* _Excerpted data_
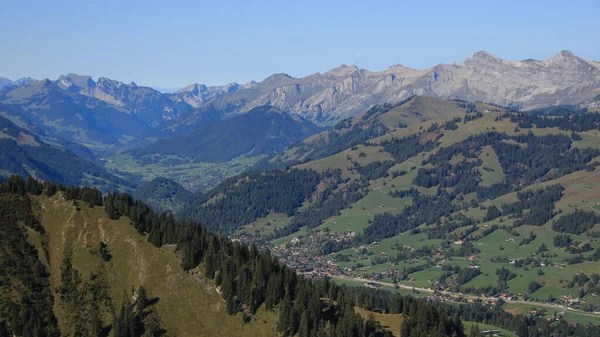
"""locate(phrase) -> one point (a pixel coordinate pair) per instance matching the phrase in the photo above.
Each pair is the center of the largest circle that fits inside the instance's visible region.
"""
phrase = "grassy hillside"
(212, 152)
(186, 303)
(423, 213)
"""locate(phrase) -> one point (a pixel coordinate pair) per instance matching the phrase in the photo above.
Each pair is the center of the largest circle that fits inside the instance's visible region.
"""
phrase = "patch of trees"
(249, 277)
(563, 240)
(402, 149)
(424, 209)
(374, 170)
(382, 109)
(576, 122)
(26, 300)
(504, 275)
(328, 143)
(329, 204)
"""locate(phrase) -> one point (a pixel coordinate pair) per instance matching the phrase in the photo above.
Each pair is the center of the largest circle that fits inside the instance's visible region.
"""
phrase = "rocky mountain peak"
(79, 81)
(343, 70)
(483, 56)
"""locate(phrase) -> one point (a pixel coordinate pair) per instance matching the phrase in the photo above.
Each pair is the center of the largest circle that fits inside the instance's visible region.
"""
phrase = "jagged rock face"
(149, 105)
(347, 90)
(196, 94)
(6, 83)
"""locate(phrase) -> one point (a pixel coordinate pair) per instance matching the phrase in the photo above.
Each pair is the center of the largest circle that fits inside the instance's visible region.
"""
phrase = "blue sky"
(174, 43)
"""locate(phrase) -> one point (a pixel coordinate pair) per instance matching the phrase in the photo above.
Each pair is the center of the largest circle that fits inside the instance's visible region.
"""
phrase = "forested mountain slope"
(347, 91)
(24, 153)
(486, 202)
(91, 253)
(262, 131)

* _What this task involves_
Pictures stay out of the copy, while everything else in the records above goes in exactly as written.

* _Response to the task_
"""locate(phrase) -> one point (a pixel coordinate pair) per instance matching the phrase in the photo above.
Each pair is the center of the largest circle that fits inside the instance's visible region.
"""
phrase = "grassy hillside"
(212, 152)
(186, 303)
(423, 213)
"""locate(phrase) -> one point (a pixel coordinate pair) per instance matching the phrase in the photo above.
Each pair is the center of the largest circle that fits inside the instance's visible region.
"""
phrase = "patch of trees"
(249, 277)
(563, 240)
(402, 149)
(424, 209)
(374, 170)
(382, 109)
(576, 122)
(26, 300)
(504, 275)
(328, 143)
(329, 204)
"""locate(phrase) -> one point (a pixel coordinate pair) per instance matching the phrase in the photo above.
Each pair is the center of the largest circle that fits inside the instance's visible region.
"""
phrase = "rocky mountain peak"
(79, 81)
(343, 70)
(483, 56)
"""locate(phrase) -> one point (a pixel coordinate pair) per instance matching the phrase in the photo above.
Each pair is the center of the largest circle that fits inside the instance's visible region.
"""
phrase = "jagged rock face"
(149, 105)
(347, 90)
(196, 94)
(6, 83)
"""locate(phrase) -> one point (a pixel coordinate pair) per instance matching the phrase in the photo above.
Each pair is the center of the largest circle that fits inside the instance's visible region.
"""
phrase = "blue sky"
(174, 43)
"""locate(phrase) -> one point (a pixel coordinate pair) per instance matching the phrase in the photo above.
Each pair is the center of the largest circle that fits inside the instance's visible region.
"""
phrase = "forested mountain slope"
(347, 91)
(24, 153)
(486, 202)
(91, 253)
(262, 131)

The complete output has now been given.